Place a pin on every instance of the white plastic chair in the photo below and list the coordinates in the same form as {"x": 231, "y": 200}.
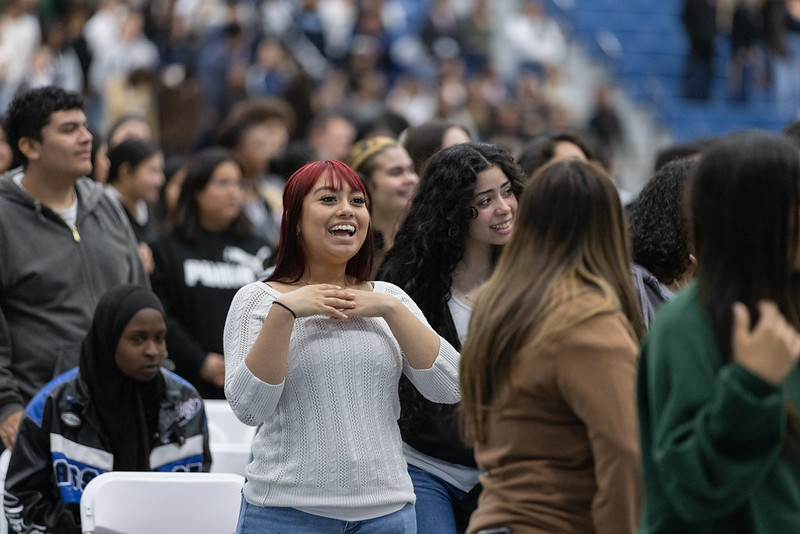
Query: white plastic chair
{"x": 228, "y": 438}
{"x": 125, "y": 502}
{"x": 5, "y": 457}
{"x": 223, "y": 426}
{"x": 229, "y": 457}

::::::::::

Task details -
An exact copy of all the entries is required, and it must contain no pictures.

Task answer -
Place a pin on every instance of the white plastic chair in the photo below and list the coordinates in the same form as {"x": 231, "y": 200}.
Query: white plastic chair
{"x": 228, "y": 438}
{"x": 125, "y": 502}
{"x": 5, "y": 457}
{"x": 223, "y": 426}
{"x": 229, "y": 457}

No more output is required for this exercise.